- Written problem: Extract every line in the records below that contains the string "porch", copying each line in full.

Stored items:
---
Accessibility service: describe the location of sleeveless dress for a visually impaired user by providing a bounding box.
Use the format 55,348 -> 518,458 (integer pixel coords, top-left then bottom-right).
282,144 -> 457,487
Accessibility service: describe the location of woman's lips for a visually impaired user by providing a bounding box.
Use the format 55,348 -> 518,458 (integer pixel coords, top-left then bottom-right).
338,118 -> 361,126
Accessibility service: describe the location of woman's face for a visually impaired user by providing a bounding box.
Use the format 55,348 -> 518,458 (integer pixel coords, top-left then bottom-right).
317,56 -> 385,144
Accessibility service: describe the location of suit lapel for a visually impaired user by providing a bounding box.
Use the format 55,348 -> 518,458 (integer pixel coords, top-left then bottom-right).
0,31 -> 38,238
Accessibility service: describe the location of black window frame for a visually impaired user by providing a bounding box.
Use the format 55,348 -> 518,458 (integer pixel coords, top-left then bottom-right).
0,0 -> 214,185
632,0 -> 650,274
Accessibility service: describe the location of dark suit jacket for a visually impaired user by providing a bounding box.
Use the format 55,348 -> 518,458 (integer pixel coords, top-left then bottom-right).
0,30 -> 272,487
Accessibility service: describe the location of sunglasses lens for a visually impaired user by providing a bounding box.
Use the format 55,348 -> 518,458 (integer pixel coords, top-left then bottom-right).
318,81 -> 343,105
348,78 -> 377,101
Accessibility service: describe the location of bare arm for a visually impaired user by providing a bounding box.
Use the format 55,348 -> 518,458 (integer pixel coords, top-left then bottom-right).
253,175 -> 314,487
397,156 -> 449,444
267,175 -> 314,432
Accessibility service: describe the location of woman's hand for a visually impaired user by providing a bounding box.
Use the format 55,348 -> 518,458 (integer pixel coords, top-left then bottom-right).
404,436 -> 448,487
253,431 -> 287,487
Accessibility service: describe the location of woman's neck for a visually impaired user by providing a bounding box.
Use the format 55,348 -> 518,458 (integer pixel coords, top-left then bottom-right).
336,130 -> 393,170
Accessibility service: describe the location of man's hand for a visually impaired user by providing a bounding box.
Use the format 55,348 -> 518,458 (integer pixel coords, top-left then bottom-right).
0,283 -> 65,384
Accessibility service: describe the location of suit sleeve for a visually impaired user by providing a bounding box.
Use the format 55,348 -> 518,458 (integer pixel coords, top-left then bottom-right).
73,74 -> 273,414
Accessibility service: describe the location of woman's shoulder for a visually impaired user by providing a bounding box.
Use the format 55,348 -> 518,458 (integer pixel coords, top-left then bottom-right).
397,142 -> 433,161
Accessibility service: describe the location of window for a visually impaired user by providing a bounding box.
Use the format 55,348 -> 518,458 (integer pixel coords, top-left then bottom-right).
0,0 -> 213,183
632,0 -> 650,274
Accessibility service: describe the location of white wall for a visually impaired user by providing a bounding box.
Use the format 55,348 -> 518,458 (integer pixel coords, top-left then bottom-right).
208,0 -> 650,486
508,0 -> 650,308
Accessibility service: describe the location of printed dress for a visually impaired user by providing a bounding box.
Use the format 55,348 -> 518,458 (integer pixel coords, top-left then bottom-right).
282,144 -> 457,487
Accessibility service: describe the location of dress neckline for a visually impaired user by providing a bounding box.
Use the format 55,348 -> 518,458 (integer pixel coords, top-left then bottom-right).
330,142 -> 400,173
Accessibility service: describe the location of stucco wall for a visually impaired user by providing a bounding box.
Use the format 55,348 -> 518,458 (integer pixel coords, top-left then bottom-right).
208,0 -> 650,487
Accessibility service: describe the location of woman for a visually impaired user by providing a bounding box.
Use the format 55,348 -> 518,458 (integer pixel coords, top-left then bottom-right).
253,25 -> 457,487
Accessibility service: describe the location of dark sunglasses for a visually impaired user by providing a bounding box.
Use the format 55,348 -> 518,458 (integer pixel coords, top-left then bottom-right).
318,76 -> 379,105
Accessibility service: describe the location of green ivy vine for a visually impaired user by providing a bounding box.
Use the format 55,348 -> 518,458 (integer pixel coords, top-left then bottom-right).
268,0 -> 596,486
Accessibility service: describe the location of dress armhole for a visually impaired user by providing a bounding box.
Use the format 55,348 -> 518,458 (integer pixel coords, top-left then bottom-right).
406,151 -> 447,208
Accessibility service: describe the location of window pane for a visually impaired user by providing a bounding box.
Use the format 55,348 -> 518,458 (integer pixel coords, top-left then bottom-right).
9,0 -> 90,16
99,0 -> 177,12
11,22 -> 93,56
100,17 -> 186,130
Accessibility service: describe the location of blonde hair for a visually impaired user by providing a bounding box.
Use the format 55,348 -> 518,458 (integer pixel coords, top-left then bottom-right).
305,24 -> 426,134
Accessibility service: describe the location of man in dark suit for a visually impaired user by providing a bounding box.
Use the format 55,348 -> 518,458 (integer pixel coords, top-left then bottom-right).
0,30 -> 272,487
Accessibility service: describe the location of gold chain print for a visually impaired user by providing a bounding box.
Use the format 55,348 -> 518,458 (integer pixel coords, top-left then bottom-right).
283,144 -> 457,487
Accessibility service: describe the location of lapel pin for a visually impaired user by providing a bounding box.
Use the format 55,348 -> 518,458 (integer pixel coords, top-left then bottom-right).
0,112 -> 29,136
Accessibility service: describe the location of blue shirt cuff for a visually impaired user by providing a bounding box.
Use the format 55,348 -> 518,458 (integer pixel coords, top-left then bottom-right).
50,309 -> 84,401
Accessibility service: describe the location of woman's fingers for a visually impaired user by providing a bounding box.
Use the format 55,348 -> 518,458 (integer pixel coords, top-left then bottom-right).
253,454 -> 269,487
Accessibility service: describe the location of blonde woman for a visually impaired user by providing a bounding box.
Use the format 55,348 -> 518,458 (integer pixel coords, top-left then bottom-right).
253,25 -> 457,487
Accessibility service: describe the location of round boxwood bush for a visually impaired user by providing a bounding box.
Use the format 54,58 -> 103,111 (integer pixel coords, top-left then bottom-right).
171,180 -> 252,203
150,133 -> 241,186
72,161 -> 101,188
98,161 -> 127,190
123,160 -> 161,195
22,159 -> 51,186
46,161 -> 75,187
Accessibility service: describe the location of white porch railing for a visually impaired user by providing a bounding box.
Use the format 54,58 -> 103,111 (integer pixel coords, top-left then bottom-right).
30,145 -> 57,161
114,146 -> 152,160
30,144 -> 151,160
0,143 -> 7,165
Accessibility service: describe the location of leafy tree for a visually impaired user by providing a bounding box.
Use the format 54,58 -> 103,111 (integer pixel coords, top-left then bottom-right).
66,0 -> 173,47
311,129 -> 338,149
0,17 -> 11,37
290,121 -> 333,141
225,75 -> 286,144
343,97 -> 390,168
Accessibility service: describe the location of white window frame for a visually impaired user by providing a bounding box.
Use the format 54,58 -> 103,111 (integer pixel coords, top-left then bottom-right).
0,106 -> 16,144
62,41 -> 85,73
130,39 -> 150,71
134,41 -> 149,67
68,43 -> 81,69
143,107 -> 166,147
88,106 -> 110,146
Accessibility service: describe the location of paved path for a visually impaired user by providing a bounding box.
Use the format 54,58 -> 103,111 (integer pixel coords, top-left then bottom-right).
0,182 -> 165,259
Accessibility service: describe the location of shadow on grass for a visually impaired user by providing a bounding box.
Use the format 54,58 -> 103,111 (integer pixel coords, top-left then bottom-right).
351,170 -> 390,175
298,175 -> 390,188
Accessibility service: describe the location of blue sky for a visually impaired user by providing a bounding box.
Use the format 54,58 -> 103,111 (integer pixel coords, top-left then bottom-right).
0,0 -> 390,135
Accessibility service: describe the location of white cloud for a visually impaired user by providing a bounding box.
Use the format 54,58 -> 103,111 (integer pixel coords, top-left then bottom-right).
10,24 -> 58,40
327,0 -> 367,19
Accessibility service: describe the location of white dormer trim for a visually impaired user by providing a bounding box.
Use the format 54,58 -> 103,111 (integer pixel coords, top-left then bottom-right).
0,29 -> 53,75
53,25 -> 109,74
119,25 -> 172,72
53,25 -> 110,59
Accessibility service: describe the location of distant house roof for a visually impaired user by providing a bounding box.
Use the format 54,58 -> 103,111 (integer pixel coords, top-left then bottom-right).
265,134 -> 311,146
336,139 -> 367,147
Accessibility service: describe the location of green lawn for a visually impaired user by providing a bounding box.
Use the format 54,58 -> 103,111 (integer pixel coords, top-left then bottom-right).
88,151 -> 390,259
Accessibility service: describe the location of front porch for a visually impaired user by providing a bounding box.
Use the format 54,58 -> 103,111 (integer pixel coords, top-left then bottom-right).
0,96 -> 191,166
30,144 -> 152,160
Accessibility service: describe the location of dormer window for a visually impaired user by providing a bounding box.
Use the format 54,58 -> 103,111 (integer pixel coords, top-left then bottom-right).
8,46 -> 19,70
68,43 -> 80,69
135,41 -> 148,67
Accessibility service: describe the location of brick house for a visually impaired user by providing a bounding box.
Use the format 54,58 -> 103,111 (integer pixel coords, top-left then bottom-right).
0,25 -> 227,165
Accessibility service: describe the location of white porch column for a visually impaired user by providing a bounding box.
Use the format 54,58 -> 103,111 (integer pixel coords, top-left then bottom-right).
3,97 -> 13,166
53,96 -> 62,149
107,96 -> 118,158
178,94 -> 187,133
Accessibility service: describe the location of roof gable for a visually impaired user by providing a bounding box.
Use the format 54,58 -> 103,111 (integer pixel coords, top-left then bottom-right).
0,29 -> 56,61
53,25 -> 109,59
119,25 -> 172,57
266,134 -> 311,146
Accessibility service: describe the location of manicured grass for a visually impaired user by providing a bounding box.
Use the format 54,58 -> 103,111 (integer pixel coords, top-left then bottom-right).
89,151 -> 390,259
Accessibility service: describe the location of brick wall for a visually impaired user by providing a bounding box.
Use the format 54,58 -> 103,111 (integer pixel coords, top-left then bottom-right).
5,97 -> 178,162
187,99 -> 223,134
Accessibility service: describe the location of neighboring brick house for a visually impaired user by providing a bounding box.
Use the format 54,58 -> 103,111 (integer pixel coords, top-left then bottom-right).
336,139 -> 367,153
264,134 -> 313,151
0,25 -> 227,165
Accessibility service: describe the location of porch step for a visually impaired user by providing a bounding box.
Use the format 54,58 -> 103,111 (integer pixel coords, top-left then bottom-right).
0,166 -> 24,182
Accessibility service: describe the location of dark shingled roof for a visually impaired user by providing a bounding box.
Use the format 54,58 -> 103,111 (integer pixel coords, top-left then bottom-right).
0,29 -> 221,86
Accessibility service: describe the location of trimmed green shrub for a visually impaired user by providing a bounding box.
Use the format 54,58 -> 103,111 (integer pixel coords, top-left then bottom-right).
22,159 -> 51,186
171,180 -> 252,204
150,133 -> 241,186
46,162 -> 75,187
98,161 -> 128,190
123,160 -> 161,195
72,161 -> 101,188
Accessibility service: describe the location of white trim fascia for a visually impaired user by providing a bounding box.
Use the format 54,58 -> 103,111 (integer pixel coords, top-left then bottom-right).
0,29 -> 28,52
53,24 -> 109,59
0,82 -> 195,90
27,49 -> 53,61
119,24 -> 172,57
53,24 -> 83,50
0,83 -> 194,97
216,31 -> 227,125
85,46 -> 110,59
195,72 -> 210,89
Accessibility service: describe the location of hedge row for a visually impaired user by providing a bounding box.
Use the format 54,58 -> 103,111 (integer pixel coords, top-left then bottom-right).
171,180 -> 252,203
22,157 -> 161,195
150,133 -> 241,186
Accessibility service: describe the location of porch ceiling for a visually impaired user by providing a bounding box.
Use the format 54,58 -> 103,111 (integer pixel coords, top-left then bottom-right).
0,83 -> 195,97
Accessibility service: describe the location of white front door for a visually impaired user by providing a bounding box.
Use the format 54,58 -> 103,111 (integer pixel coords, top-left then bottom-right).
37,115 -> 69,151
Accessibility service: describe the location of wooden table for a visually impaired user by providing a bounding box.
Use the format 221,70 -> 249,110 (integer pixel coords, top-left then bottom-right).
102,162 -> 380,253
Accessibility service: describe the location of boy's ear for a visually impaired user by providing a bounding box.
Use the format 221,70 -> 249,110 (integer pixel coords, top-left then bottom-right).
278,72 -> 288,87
---
- Finished answer:
Accessibility service: describe the location of white porch railing for a visually impaired user by providing a bounding box.
Accessibility service: describe the location of front porch for a visually impaired user by providing a bounding box.
Accessibility service: describe the location of white porch column for a visually impaired user by providing a bounding box.
Accessibility service: describe the location of porch step for a visually impaired user by providing a bounding box.
Accessibility service: describe the location of porch ceiling for a visually impaired user by providing a bounding box.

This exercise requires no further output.